--- ARBEITSAUFTRAG A ---
Suchen Sie in den Einträgen jede Zeile, die die Zeichenfolge "archway" enthält, und schreiben Sie diese Zeilen ab. Dabei ist auf Groß- und Kleinschreibung zu achten.

--- QUELLE ---
============

Die Geschichte hinter unserem Verlag

Immer wieder werde ich gefragt, wie man heutzutage noch auf die Idee kommt einen Verlag für Landkarten zu gründen bei all den Umbrüchen in der Verlagsbranche, der Digitalisierung und der damit verbunden Totsagung gedruckter Karten und dem bereits bestehenden großen Angebot an Landkarten.

Karten – so heißt es – schaut man sich doch heute nur noch auf dem Smartphone an und außerdem, was soll man denn heute noch kartieren, es gibt doch schon alles.

Daher möchte ich Ihnen gerne die Geschichte erzählen wie es zu unserem kleinen kartographischen Verlag kam...

 

Schon als Kind haben mich Landkarten fasziniert, die erste an die mich erinnern kann war im HB Bildatlas Rhön (Nr. 34). Toll die kurvigen Straßen zwischen Fulda und der damaligen Zonengrenze, dazu die dezente, aber doch plastisch vorstellbare Schummerung der HB Bildatlanten.

Zu meinem absoluten Lieblingsbuch entwickelte sich aber bald der Shell Europaatlas. Mit dem Finger auf der Karte reiste ich bis nach Andalusien oder auch nur von Bitterfeld nach Dessau. Bald war das Buch ziemlich abgenutzt als wäre es das eines Fernfahrers.

============

--- ARBEITSAUFTRAG B ---
Beantworten Sie anhand des Textes über die Geschichte des Verlags die folgenden Fragen:
(i) Worauf schaut man sich Karten heute angeblich nur noch an?
(ii) In welchem Werk befand sich die erste Landkarte, an die sich die erzählende Person erinnern kann?
(iii) Welches Buch wurde bald zum absoluten Lieblingsbuch?

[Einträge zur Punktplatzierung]
============

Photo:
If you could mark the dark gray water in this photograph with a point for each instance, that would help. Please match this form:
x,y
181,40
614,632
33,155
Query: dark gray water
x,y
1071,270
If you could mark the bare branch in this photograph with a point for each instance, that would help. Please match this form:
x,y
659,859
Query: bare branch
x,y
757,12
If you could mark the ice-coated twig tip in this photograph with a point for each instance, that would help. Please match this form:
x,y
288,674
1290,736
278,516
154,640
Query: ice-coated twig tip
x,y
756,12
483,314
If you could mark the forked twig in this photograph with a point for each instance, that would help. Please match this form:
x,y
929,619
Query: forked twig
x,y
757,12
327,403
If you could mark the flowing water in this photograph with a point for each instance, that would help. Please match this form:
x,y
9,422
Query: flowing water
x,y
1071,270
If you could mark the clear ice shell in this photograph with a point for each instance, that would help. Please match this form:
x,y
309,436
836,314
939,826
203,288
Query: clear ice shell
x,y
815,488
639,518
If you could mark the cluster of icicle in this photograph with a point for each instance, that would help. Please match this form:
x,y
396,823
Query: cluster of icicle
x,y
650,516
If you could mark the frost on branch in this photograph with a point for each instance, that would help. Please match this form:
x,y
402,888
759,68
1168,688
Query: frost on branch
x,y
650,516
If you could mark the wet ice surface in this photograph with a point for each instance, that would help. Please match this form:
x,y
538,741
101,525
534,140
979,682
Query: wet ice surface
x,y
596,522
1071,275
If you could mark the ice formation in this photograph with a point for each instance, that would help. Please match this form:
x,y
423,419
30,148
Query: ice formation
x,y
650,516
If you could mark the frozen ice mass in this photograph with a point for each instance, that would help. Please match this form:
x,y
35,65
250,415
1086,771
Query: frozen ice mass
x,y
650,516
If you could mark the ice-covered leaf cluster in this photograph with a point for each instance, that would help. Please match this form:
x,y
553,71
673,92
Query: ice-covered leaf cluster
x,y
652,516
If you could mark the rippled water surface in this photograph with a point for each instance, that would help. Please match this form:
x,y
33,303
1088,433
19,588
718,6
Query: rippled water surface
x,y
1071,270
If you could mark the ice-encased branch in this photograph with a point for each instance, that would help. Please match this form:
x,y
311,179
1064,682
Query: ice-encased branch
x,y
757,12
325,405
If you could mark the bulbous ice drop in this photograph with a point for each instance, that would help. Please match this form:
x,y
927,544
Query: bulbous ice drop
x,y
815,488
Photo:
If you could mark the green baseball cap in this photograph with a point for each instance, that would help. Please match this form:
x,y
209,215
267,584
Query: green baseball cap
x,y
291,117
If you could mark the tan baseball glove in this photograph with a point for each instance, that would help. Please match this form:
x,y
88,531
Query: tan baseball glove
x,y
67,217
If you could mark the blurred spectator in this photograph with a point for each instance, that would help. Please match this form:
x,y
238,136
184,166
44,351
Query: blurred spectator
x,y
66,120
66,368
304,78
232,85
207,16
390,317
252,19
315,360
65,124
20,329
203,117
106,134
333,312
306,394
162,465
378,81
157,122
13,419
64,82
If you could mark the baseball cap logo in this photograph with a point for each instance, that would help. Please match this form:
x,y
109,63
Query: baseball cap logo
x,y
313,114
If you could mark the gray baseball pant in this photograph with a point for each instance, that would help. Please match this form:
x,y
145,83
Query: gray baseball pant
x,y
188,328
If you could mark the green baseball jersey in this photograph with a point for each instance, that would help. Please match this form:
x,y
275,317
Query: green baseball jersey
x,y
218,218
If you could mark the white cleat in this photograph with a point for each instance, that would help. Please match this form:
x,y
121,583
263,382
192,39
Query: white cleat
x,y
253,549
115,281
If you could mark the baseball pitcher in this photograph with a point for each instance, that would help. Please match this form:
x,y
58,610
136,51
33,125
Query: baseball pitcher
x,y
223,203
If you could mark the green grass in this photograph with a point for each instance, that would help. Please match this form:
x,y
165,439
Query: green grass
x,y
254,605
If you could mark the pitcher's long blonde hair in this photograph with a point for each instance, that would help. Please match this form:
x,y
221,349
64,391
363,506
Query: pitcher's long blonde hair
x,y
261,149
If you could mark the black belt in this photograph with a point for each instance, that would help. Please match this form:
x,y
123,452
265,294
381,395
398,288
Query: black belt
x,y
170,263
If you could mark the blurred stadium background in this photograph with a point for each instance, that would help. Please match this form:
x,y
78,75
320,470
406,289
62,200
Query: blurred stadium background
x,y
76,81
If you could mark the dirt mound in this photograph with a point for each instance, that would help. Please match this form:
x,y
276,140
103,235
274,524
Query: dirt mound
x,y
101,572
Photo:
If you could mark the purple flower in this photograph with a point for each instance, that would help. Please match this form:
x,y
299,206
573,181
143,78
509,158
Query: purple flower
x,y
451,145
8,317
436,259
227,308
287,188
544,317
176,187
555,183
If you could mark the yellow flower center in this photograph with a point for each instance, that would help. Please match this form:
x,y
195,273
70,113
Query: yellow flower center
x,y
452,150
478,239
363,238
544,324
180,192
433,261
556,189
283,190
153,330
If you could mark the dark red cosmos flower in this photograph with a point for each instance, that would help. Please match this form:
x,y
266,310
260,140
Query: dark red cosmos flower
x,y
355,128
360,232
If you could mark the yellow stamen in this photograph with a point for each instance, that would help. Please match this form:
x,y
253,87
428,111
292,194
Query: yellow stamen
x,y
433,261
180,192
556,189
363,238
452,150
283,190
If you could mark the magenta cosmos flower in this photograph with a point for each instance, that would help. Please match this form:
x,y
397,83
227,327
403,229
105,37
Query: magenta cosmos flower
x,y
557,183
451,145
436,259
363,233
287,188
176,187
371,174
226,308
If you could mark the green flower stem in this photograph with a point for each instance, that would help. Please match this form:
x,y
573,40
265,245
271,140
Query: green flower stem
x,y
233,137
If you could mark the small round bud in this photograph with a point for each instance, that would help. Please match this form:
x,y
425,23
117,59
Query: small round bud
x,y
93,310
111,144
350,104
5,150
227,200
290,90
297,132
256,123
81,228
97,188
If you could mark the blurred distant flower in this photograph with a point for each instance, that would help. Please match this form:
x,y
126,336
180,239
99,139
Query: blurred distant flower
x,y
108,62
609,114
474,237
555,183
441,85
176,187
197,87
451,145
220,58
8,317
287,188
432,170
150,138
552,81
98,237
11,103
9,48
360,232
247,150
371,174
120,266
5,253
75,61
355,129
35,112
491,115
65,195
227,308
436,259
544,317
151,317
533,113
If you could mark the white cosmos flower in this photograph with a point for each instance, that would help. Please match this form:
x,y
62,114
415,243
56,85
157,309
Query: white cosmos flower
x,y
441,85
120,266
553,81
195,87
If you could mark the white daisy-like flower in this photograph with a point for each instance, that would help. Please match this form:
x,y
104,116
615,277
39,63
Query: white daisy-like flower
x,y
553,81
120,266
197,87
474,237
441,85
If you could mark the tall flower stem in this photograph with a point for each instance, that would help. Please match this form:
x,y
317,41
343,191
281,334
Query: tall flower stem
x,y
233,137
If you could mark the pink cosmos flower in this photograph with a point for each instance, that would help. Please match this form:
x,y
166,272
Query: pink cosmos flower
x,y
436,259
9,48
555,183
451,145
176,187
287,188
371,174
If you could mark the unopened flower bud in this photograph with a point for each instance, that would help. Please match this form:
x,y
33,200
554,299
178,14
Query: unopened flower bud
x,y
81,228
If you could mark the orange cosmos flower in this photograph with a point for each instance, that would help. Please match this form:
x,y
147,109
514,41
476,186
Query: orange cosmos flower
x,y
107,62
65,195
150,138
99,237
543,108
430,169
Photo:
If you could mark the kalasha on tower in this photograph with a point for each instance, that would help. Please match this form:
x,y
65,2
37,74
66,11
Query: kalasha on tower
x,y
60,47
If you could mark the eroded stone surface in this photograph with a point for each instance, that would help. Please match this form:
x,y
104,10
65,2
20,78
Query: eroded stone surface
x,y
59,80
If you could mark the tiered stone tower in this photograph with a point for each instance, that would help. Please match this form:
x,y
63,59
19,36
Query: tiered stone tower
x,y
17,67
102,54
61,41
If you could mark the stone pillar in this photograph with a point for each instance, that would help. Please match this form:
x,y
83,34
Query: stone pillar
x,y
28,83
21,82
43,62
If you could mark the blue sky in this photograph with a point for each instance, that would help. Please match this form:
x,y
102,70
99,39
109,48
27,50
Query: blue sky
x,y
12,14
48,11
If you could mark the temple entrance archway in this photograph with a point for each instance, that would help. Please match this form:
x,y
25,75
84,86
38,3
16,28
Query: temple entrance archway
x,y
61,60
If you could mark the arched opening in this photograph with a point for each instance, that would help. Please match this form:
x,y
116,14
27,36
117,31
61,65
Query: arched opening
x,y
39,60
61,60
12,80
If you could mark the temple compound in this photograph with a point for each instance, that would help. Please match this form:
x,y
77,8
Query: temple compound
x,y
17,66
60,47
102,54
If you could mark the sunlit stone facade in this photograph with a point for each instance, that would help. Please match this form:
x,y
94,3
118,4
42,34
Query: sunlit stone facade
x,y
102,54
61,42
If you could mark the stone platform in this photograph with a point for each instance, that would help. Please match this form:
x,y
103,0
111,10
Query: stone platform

============

--- RICHTIGE LÖSUNG A ---
If you could mark the temple entrance archway in this photograph with a point for each instance, that would help. Please match this form:
Query: temple entrance archway

--- RICHTIGE LÖSUNG B ---
(i) Auf dem Smartphone.
(ii) Im HB Bildatlas Rhön (Nr. 34).
(iii) Der Shell Europaatlas.